Start of Passage

Genome Grantees Discuss Minority Participation in Research
By Geoff Spencer
Holding to a commitment developed at an April 2000 meeting, the National Human Genome Research Institute recently held a workshop to help extramural grantees increase the number of underrepresented minorities participating in genomics and ethical, legal, and social implications (ELSI) research.
The program "Strategies for Increasing the Number of Underrepresented Minorities Participating in Genomics Research," included representatives from academic institutions and professional societies who have had success in creating programs that train minorities for careers in biomedical research. NHGRI staff members also attended to exchange information with grantees and offer them support.
"NHGRI has not been successful in the past recruiting minorities," said Dr. Francis Collins, director of NHGRI. "The very nature of genomics and ELSI research demands inclusion and diverse points of view.
"We want the best and brightest from all the groups of the world," he continued. "We must knock down the barriers and make the field of genomics a welcome one."
Collins charged the participants to work together to develop creative opportunities and training programs at their institutions to make the field of genomics a diverse one.
Dr. Cliff Poodry, director of the Minority Opportunities in Research Office at NIGMS, said there are many untapped recruiting opportunities for connecting with the pool of minority students from majority and minority institutions.
"Currently, a reasonable goal is to have 10 percent minority participation on any [training] grant," said Poodry. "This is reasonable because in biology and chemistry, minorities represent 12.5 percent of bachelor degrees." According to Poodry, these students are not pursuing medicine but entering graduate school.

End of Passage
Start of Data for review

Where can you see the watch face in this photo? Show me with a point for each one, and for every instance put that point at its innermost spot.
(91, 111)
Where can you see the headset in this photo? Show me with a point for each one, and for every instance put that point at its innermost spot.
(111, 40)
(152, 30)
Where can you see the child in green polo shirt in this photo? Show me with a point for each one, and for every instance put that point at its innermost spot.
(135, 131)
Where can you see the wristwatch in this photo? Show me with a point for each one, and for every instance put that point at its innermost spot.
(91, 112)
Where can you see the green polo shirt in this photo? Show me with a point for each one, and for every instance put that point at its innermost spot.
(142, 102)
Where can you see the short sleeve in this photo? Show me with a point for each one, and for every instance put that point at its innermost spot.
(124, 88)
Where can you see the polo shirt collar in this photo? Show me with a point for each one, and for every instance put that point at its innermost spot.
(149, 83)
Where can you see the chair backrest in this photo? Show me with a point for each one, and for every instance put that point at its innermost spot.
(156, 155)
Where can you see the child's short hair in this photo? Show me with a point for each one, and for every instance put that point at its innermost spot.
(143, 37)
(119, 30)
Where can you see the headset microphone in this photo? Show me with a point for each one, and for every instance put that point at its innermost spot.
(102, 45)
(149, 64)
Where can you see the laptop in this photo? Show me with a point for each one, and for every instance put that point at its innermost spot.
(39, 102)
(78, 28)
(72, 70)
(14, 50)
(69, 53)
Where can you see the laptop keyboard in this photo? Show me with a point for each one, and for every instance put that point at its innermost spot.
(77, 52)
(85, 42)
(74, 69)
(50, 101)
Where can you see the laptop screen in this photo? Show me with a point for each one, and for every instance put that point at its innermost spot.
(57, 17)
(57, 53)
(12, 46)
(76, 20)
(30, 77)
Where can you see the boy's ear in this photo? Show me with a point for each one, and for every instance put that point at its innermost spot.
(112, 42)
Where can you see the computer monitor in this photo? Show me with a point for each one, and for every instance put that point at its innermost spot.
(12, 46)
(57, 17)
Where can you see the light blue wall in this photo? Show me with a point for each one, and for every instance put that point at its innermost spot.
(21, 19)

End of Data for review

**Exercises to complete:**
- a) Using the article on minority participation in genomics research, decide whether each statement agrees with it, answering yes or no and quoting the deciding words: (i) The workshop included representatives from professional societies. (ii) Francis Collins said NHGRI had succeeded in recruiting minorities in the past. (iii) Cliff Poodry said minorities represent 12.5 percent of bachelor degrees in biology and chemistry.
- b) In the article on minority participation in genomics research, what level of minority participation on any training grant does Poodry call a reasonable goal?
- c) Pick up the article on minority participation in genomics research after its last sentence and carry it on.

**Responses by task:**
- a)
(i) Yes: "included representatives from academic institutions and professional societies"
(ii) No: "NHGRI has not been successful in the past recruiting minorities"
(iii) Yes: "in biology and chemistry, minorities represent 12.5 percent of bachelor degrees"

- b) 10 percent

- c)
Completion rates for minority students in Ph.D. programs are currently only 6 percent nationally. However, one-half of the minority students entering graduate school do not complete their doctoral studies. If there was a way to retain these students, the number of minorities completing their doctoral studies would immediately double, predicted Poodry.
One way of tapping the pool of minority students, he suggested, is to "start speaking to faculty at undergraduate institutions to recruit students for graduate school.
"You have to show them the excitement of the future," he said, "and their faculty must be sure that these kids are going to be taken care of by a grant and that they'll have exciting opportunities."
Poodry encouraged attendance at scientific meetings that cater to minority students such as the Society for Chicano and Native Americans in Science and the annual Biomedical Research Conference for Minority Students. "These meetings are a wonderful way to make a human connection with the students," he said. "Offer to speak at these meetings or their universities to excite them about the future of science and how they can contribute. Go look at their posters and get them excited talking about their science. I want kids of all groups to be a part of this. It can be done. No excuses!"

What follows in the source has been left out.